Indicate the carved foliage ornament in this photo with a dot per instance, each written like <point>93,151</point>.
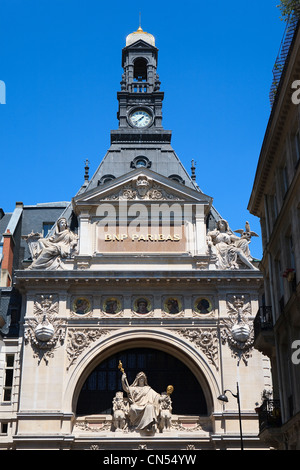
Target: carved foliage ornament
<point>45,332</point>
<point>48,253</point>
<point>80,339</point>
<point>143,188</point>
<point>205,339</point>
<point>238,331</point>
<point>228,251</point>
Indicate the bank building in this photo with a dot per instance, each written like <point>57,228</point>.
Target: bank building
<point>128,312</point>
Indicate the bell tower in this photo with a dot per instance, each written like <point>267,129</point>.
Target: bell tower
<point>140,98</point>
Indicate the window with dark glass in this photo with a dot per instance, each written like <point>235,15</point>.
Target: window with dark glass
<point>162,369</point>
<point>8,377</point>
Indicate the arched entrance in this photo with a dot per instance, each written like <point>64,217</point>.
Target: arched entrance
<point>161,368</point>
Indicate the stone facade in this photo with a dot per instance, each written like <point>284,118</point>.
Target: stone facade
<point>151,279</point>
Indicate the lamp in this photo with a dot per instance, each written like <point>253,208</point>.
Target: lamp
<point>224,399</point>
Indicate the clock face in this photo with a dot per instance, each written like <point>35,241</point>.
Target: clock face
<point>140,118</point>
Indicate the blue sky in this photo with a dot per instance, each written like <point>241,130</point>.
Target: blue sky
<point>61,63</point>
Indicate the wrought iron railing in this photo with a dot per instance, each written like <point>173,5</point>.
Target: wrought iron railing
<point>269,414</point>
<point>283,53</point>
<point>263,320</point>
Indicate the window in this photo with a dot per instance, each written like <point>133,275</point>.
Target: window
<point>161,368</point>
<point>47,226</point>
<point>284,180</point>
<point>106,179</point>
<point>3,428</point>
<point>296,147</point>
<point>8,377</point>
<point>140,70</point>
<point>140,162</point>
<point>177,178</point>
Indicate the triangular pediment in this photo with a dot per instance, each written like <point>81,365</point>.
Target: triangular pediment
<point>141,185</point>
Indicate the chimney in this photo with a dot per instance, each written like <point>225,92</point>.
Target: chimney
<point>7,259</point>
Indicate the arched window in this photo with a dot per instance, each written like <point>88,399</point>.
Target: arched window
<point>140,162</point>
<point>140,70</point>
<point>106,179</point>
<point>162,369</point>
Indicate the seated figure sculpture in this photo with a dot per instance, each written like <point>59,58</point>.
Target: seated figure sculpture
<point>120,409</point>
<point>50,251</point>
<point>148,409</point>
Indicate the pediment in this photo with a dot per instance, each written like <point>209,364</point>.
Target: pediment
<point>141,185</point>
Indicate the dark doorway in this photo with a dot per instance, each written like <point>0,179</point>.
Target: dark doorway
<point>162,369</point>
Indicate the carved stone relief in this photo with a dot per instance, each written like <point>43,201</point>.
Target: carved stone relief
<point>237,330</point>
<point>143,188</point>
<point>206,339</point>
<point>80,339</point>
<point>228,251</point>
<point>48,253</point>
<point>44,332</point>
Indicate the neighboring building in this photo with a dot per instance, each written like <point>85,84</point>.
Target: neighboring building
<point>275,199</point>
<point>140,272</point>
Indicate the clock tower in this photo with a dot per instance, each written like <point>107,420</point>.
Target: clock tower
<point>140,139</point>
<point>138,306</point>
<point>140,98</point>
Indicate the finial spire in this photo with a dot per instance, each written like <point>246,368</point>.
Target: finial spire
<point>193,168</point>
<point>140,22</point>
<point>86,170</point>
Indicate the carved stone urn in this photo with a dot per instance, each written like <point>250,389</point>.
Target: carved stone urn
<point>44,331</point>
<point>240,332</point>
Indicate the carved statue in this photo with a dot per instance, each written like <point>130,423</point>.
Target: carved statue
<point>120,410</point>
<point>228,248</point>
<point>165,411</point>
<point>144,405</point>
<point>50,251</point>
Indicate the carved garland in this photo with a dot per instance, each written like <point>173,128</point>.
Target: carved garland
<point>204,339</point>
<point>237,331</point>
<point>44,331</point>
<point>80,339</point>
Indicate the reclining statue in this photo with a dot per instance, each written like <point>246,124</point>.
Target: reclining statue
<point>144,409</point>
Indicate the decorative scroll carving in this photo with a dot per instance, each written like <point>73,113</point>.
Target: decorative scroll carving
<point>45,331</point>
<point>144,410</point>
<point>143,188</point>
<point>80,339</point>
<point>238,331</point>
<point>48,253</point>
<point>204,339</point>
<point>227,251</point>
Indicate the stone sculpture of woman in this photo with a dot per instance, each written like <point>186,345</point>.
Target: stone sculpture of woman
<point>50,251</point>
<point>229,249</point>
<point>144,403</point>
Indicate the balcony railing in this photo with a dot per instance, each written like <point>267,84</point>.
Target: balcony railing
<point>263,320</point>
<point>283,53</point>
<point>269,415</point>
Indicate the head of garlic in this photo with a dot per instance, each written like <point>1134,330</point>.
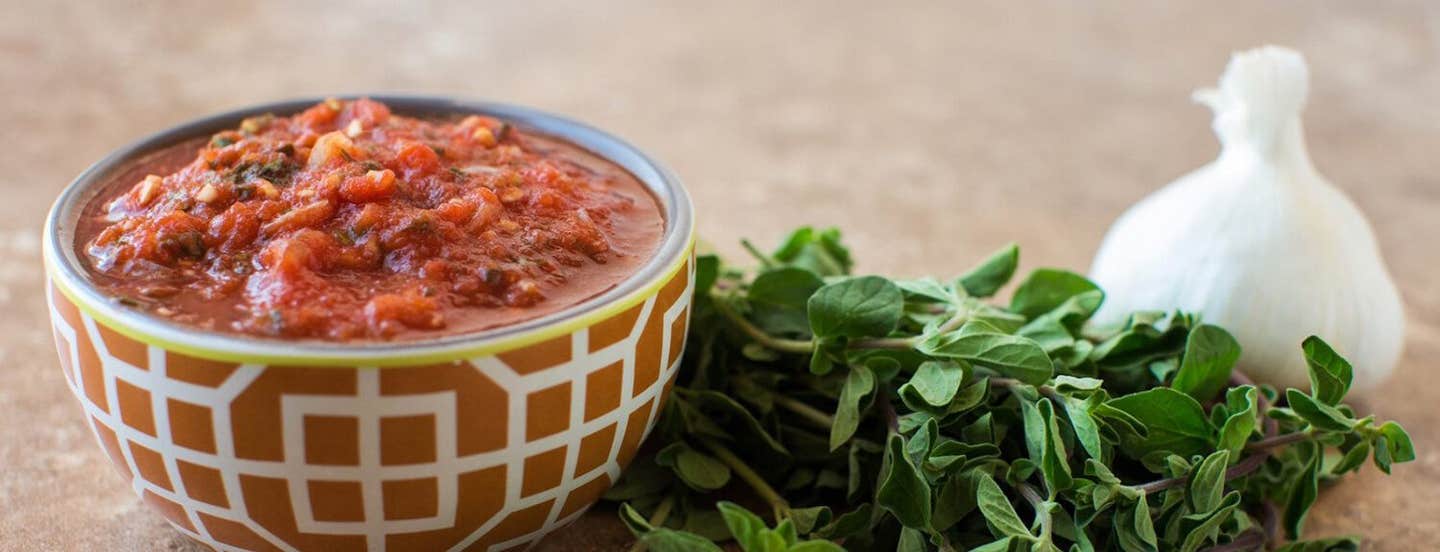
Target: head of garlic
<point>1257,241</point>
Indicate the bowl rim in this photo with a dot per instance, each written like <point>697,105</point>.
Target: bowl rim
<point>68,277</point>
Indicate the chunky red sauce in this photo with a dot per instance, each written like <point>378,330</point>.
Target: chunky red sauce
<point>350,222</point>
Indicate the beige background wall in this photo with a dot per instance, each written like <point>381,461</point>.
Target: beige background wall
<point>930,133</point>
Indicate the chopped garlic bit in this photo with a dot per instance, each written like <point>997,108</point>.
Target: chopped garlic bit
<point>382,177</point>
<point>149,189</point>
<point>265,189</point>
<point>208,195</point>
<point>484,137</point>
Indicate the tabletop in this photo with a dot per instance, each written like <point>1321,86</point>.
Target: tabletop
<point>930,133</point>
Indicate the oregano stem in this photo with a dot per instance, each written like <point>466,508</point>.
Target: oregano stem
<point>805,411</point>
<point>657,519</point>
<point>1249,541</point>
<point>1278,441</point>
<point>758,335</point>
<point>1242,469</point>
<point>748,474</point>
<point>1038,505</point>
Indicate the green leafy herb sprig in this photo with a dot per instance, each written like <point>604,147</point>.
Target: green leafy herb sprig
<point>877,414</point>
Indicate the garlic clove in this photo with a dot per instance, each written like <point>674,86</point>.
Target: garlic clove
<point>1257,241</point>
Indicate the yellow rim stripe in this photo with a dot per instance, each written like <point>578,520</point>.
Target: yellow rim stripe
<point>401,356</point>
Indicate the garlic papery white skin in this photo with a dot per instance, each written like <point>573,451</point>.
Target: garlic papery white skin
<point>1257,241</point>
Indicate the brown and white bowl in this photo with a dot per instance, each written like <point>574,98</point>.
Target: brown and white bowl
<point>475,441</point>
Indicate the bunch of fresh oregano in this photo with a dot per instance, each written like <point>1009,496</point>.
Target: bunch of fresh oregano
<point>877,414</point>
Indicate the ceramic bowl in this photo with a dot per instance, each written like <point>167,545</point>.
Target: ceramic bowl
<point>477,441</point>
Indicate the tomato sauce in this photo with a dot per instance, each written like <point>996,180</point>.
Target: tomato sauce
<point>349,222</point>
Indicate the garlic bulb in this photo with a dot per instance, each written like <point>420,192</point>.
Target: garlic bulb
<point>1257,241</point>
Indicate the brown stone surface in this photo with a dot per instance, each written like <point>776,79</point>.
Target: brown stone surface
<point>930,133</point>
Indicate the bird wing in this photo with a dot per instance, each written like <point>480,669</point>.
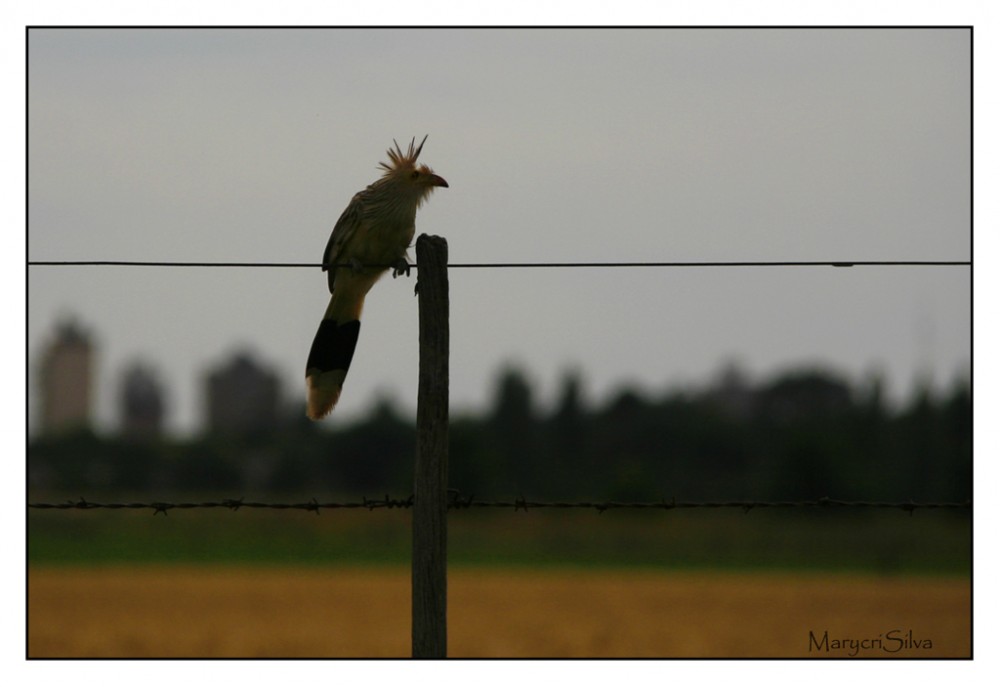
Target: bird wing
<point>343,231</point>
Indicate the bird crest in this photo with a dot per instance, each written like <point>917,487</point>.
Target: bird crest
<point>398,160</point>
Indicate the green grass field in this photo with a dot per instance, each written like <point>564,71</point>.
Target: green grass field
<point>865,541</point>
<point>543,583</point>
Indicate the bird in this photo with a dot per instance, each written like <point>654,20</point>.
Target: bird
<point>372,234</point>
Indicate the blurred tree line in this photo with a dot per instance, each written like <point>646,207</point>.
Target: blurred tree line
<point>802,435</point>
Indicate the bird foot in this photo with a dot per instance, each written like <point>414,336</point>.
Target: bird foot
<point>401,266</point>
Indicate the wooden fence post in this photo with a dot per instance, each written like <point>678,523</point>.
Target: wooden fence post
<point>430,478</point>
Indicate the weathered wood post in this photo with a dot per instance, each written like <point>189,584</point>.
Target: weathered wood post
<point>430,478</point>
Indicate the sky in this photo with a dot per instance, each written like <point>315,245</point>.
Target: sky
<point>559,145</point>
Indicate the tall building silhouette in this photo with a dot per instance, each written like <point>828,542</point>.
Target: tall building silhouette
<point>141,402</point>
<point>243,396</point>
<point>67,378</point>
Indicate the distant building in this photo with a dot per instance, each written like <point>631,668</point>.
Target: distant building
<point>67,374</point>
<point>141,402</point>
<point>243,397</point>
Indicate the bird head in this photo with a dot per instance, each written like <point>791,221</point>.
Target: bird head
<point>403,171</point>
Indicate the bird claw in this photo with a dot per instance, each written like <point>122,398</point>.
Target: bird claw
<point>401,266</point>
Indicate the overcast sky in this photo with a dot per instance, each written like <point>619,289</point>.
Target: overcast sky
<point>558,145</point>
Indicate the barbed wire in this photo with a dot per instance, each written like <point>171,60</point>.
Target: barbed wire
<point>457,501</point>
<point>485,265</point>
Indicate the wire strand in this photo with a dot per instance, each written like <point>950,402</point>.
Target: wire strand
<point>518,265</point>
<point>458,502</point>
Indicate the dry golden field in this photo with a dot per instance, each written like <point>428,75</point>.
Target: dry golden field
<point>365,612</point>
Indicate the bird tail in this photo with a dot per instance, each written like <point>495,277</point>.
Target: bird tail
<point>329,359</point>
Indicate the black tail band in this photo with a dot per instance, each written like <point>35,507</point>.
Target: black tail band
<point>333,346</point>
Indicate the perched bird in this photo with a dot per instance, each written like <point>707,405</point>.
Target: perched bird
<point>373,233</point>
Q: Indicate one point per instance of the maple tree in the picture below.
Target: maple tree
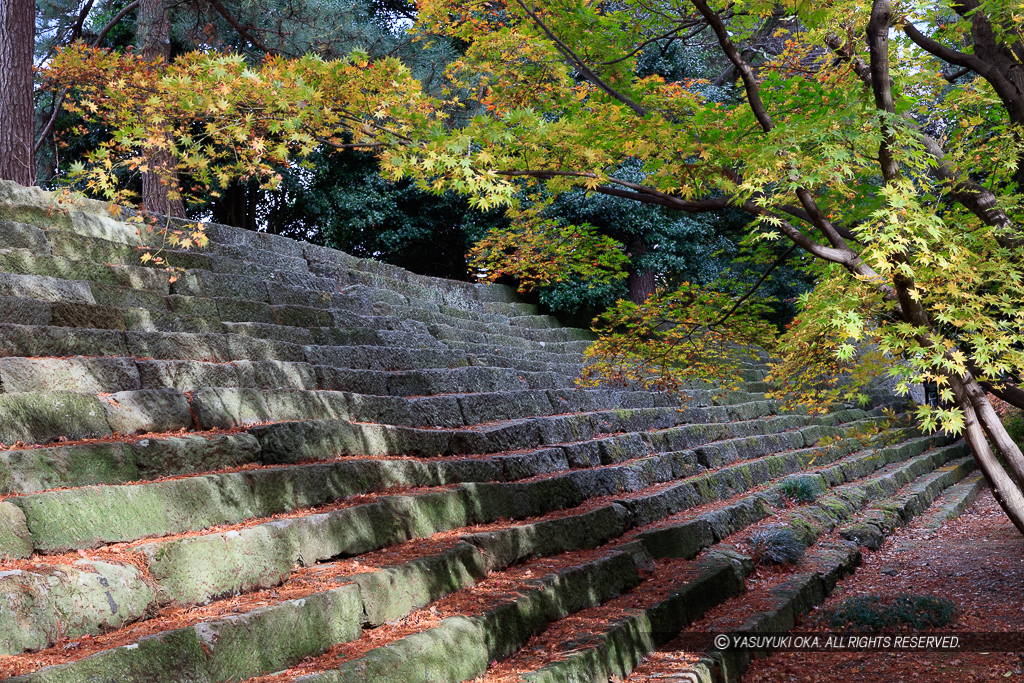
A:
(883, 142)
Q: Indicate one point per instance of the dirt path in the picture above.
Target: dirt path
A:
(976, 560)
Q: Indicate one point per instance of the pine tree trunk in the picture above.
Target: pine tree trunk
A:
(17, 32)
(160, 184)
(639, 283)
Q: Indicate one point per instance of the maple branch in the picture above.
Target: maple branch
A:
(669, 34)
(945, 53)
(974, 197)
(352, 145)
(76, 30)
(745, 73)
(878, 45)
(743, 298)
(44, 133)
(587, 72)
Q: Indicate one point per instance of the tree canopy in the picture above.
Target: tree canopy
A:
(881, 142)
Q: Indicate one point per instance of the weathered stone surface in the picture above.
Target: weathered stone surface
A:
(77, 374)
(31, 340)
(299, 336)
(126, 297)
(186, 375)
(165, 656)
(193, 453)
(25, 311)
(45, 289)
(297, 404)
(29, 470)
(178, 346)
(272, 638)
(91, 516)
(311, 439)
(23, 236)
(15, 542)
(240, 310)
(147, 411)
(71, 600)
(41, 418)
(684, 540)
(393, 592)
(73, 314)
(227, 408)
(514, 544)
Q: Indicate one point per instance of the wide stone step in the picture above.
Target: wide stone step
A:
(85, 517)
(569, 535)
(779, 604)
(29, 470)
(613, 649)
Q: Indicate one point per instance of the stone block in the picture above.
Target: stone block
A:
(201, 568)
(297, 404)
(15, 542)
(72, 314)
(42, 418)
(299, 336)
(45, 289)
(178, 346)
(242, 310)
(274, 637)
(276, 375)
(193, 453)
(186, 375)
(26, 311)
(147, 411)
(87, 598)
(228, 408)
(124, 297)
(28, 470)
(23, 236)
(313, 439)
(249, 348)
(77, 374)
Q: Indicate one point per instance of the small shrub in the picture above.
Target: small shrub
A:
(801, 489)
(871, 612)
(776, 545)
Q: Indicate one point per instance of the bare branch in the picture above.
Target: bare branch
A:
(669, 34)
(586, 71)
(243, 31)
(745, 73)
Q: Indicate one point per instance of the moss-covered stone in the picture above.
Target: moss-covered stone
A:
(15, 542)
(42, 418)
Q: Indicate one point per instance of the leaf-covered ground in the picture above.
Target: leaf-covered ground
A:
(977, 561)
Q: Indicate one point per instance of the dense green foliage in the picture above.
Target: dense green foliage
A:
(871, 612)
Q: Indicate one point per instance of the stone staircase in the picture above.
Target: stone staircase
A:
(286, 458)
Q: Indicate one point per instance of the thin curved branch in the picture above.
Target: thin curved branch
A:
(745, 73)
(945, 53)
(668, 34)
(586, 71)
(113, 23)
(778, 262)
(243, 31)
(975, 198)
(64, 93)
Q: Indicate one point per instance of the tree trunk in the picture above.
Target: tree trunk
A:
(237, 205)
(639, 283)
(17, 110)
(1007, 492)
(160, 184)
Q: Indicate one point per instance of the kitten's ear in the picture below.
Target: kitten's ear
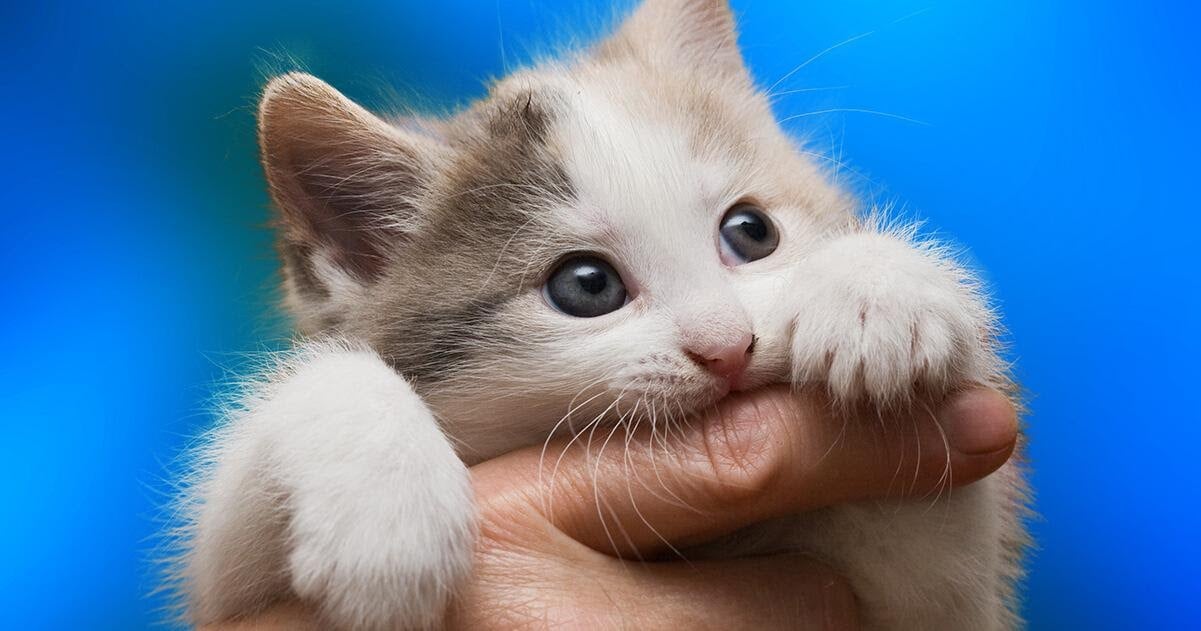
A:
(347, 184)
(680, 34)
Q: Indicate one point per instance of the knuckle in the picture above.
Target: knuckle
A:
(742, 452)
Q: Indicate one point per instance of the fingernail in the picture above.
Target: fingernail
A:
(979, 422)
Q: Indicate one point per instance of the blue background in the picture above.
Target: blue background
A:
(1061, 147)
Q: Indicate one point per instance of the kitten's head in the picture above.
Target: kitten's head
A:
(603, 232)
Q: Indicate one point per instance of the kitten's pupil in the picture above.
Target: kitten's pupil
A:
(747, 234)
(591, 279)
(753, 228)
(585, 286)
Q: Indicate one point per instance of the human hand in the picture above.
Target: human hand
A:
(561, 536)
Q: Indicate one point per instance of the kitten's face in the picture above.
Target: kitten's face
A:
(604, 237)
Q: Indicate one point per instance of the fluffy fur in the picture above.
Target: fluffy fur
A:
(428, 242)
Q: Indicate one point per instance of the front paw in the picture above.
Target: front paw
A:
(880, 317)
(386, 572)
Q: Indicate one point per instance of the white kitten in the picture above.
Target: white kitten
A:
(631, 222)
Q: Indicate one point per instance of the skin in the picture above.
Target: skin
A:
(545, 559)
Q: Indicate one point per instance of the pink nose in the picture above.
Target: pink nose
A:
(727, 359)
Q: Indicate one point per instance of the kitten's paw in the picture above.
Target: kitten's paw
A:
(387, 572)
(382, 516)
(880, 317)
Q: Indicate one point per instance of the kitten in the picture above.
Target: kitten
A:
(627, 222)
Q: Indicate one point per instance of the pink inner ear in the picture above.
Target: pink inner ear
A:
(340, 176)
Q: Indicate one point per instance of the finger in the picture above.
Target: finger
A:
(758, 593)
(757, 456)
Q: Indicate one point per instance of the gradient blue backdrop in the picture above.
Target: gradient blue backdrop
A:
(1061, 148)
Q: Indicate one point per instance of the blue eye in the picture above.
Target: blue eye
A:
(585, 286)
(748, 233)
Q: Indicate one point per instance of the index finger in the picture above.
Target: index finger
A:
(757, 456)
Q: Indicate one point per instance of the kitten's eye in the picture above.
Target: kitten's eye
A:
(585, 286)
(747, 233)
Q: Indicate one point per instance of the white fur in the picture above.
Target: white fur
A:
(335, 481)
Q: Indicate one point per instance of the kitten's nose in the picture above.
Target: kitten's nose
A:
(726, 359)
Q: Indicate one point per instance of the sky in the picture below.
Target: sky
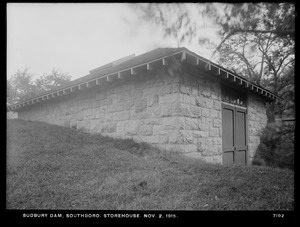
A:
(78, 37)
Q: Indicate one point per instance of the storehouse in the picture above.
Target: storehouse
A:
(169, 97)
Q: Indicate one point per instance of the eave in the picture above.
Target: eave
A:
(185, 56)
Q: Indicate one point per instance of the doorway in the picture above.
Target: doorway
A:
(234, 135)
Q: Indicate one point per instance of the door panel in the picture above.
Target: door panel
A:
(241, 157)
(228, 158)
(234, 135)
(228, 134)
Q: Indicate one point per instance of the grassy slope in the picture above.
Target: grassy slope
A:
(51, 167)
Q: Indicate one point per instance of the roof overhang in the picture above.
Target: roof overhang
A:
(184, 56)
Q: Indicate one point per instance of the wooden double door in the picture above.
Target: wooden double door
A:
(234, 135)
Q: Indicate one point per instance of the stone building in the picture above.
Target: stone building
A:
(169, 97)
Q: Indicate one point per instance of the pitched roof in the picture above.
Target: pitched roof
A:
(131, 62)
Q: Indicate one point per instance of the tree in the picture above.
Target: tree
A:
(21, 86)
(185, 21)
(52, 80)
(266, 60)
(256, 39)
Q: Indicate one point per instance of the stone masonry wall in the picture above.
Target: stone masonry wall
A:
(257, 121)
(200, 110)
(141, 107)
(177, 110)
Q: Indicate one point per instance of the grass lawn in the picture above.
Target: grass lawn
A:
(51, 167)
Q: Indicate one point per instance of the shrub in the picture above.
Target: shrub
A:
(276, 147)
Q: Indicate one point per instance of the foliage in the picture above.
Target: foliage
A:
(52, 80)
(185, 21)
(256, 39)
(21, 85)
(276, 148)
(52, 167)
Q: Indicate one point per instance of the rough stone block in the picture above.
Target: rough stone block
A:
(109, 128)
(165, 110)
(182, 109)
(217, 123)
(116, 107)
(95, 125)
(120, 116)
(195, 111)
(141, 105)
(214, 114)
(205, 112)
(173, 122)
(129, 105)
(154, 121)
(160, 130)
(200, 134)
(191, 124)
(152, 100)
(189, 148)
(203, 126)
(131, 127)
(168, 98)
(145, 130)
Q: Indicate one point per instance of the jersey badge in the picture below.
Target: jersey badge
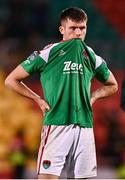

WHAT THE TASK REQUIRES » Copy the rows exactly, starting at the line that contains "Indicate the seated" and ending after the line that contains "<point>240,332</point>".

PROBLEM SOLUTION »
Indicate the seated figure sculpture in this photo with a dot per instance, each written like <point>59,58</point>.
Target: seated figure sculpture
<point>120,409</point>
<point>50,251</point>
<point>148,409</point>
Indicate the pediment in this photo with a dot per instance, each written like <point>209,364</point>.
Target: pediment
<point>141,185</point>
Indicate the dark doorway in this photo with a dot per instance, each written like <point>0,179</point>.
Target: dark doorway
<point>162,369</point>
Indicate the carved stone relief in this photo with a dot per instance, each written like <point>43,201</point>.
Target: carved stone relief
<point>237,330</point>
<point>143,188</point>
<point>206,339</point>
<point>80,339</point>
<point>228,251</point>
<point>48,253</point>
<point>44,332</point>
Indicate the neighboring building in this photo with a dot per instance, each written like <point>85,84</point>.
Target: neighboring building
<point>275,199</point>
<point>140,272</point>
Indicate the clock tower in this photo with a dot per instance, each written like <point>107,420</point>.
Target: clock tower
<point>140,139</point>
<point>138,306</point>
<point>140,98</point>
Indicate the finial spire in this photo with a dot per instance, each written like <point>246,368</point>.
Target: finial spire
<point>193,168</point>
<point>140,22</point>
<point>86,170</point>
Indicate the carved stone urn in this photo with a dot per instance, each written like <point>250,389</point>.
Target: carved stone urn
<point>44,331</point>
<point>240,332</point>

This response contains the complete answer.